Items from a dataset
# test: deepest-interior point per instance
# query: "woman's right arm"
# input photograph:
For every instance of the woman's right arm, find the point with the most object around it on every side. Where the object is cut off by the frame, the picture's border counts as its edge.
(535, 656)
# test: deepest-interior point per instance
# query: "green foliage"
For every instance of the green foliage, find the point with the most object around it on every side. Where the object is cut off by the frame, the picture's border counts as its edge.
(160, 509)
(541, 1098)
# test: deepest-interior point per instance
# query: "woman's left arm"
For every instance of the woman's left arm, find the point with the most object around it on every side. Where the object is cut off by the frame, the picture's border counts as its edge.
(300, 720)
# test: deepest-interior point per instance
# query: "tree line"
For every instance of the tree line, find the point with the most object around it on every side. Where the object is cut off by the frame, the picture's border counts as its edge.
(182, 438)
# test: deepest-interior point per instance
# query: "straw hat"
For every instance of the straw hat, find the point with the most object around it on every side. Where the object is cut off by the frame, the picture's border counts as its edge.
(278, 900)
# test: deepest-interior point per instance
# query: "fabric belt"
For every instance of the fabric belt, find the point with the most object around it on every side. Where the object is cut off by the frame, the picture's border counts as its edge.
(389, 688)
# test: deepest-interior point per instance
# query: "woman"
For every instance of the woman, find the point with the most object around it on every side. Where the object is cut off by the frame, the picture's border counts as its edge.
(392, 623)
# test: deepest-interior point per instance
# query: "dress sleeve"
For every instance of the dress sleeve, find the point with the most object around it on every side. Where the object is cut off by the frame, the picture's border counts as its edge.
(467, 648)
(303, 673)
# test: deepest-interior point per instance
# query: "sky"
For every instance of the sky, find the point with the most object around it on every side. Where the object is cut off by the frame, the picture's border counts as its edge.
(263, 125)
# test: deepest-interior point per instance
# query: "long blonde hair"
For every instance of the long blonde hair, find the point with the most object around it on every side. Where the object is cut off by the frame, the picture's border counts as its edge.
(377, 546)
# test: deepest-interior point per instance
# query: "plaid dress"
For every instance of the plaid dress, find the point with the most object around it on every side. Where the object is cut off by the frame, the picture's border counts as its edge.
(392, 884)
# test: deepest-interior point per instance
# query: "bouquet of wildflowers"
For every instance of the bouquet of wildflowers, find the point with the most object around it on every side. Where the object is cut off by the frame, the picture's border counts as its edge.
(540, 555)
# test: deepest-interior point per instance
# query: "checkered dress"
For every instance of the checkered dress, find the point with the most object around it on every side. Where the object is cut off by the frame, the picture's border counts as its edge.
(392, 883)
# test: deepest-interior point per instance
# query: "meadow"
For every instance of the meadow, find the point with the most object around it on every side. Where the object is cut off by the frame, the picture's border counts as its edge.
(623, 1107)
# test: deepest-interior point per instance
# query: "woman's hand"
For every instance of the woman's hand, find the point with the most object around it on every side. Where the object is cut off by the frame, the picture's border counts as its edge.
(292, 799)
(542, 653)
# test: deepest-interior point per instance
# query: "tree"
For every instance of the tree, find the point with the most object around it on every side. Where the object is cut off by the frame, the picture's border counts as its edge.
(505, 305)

## PROBLEM DETAILS
Type out the whole of the data again, exactly as shown.

## TASK RESULT
# test: deepest-interior point per instance
# query: "woman's right arm"
# input photograph:
For every instance of the woman's right arm, find the point with the most object around it on every side. Where the object is cut off by the frame, the picture's border counts as its edge.
(535, 656)
# test: deepest-interior point per instance
# query: "green foliage"
For every instance of the green foliage, find the point with the most object around it on every side. Where the object is cut off by the frame, the picture's border counts as its edge.
(160, 509)
(541, 1098)
# test: deepest-interior point per instance
# query: "woman's left arm"
For every instance of the woman's left arm, find the point with the most object around it on every side. Where the object is cut off by the frame, the picture's border counts as its edge.
(300, 720)
# test: deepest-interior point per instance
# query: "tree line"
For every instance of the tree line, find the point with the most object around it on every side. Where the object is cut off by the frame, the picture's border counts as its edge.
(182, 438)
# test: deepest-interior point per instance
# query: "straw hat"
For every instance of the straw hat, find the point with the most object around it on every side. Where the object is cut off by the frame, the picture's border counts as its edge.
(278, 900)
# test: deepest-interior point per instance
# query: "fabric belt"
For every instance of the fabric belt, find the point with the most object around it on every side. Where the object is cut off by the frame, the picture's border counts as its edge.
(389, 688)
# test: deepest-interior point per instance
# query: "woman"
For every instance of the woman, find the point with the most object around it on every side. Where the object is cut off by the frame, the picture's border counts as its edge.
(392, 623)
# test: deepest-interior point per instance
# query: "dress sleeve"
For every instance of the dress sleeve, find the point with the most object around it on every side. Where the object is cut off by the frame, the picture's border counts as its edge.
(467, 648)
(303, 673)
# test: deepest-interior point per instance
# query: "sky"
For every instance of the sky, find the point with the most object around it on every side. Where the object is cut off by the frame, the picture's border counts as its edge.
(263, 125)
# test: deepest-interior point per instance
# query: "long blonde hair"
For every instance of the long blonde hair, find the point with the most object around it on every side. Where the object is cut off by the frame, the picture's border counts as its edge.
(377, 546)
# test: deepest-interior point per instance
# query: "plaid dress"
For every instance of the plaid dress, find the point with the most object around it on every side. Where the object is cut off by the frame, the picture's border counts as its edge.
(392, 884)
# test: deepest-interior point per instance
# query: "bouquet of wildflowers"
For every instance of the bouquet of wildflowers, find the point with the most object around it on every side. Where the object is cut off by the frame, the picture's border counts as its edge.
(540, 555)
# test: deepest-interior point per instance
# query: "checkered dress"
For every instance of the checkered dress, find the point with the most object around it on every side. Where the object is cut off by the frame, the picture's border counts as its edge.
(392, 883)
# test: deepest-interior point per instance
# query: "meadow"
For every instance of the meadow, find the point with the most object around it on every side. Where the object is cut off by the frame, the picture's border counts as its edge.
(623, 1107)
# test: deepest-interior point per instance
# query: "woman's hand"
For every instance of the woman's hand, find the point with the most object around it on every side. Where the object is cut off by the frame, the picture's border counts as its edge.
(292, 799)
(542, 653)
# test: deepest-interior point per instance
# query: "tree"
For every instance of the tree, find the point with the most object around it on every side. Where the object is cut off by the frame, the picture's border counts as its edge.
(505, 305)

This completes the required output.